__PROBLEM DETAILS__
Copy each of the following rows word for word.

◆ ◆ ◆

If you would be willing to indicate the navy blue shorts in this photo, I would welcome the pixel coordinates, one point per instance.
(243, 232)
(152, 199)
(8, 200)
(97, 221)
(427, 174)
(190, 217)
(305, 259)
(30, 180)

◆ ◆ ◆

__EXPECTED ANSWER__
If you would be willing to indicate the navy blue shorts in this photo, I would welcome the pixel coordinates, one point per instance.
(243, 232)
(152, 199)
(8, 200)
(97, 221)
(427, 174)
(190, 217)
(305, 259)
(30, 180)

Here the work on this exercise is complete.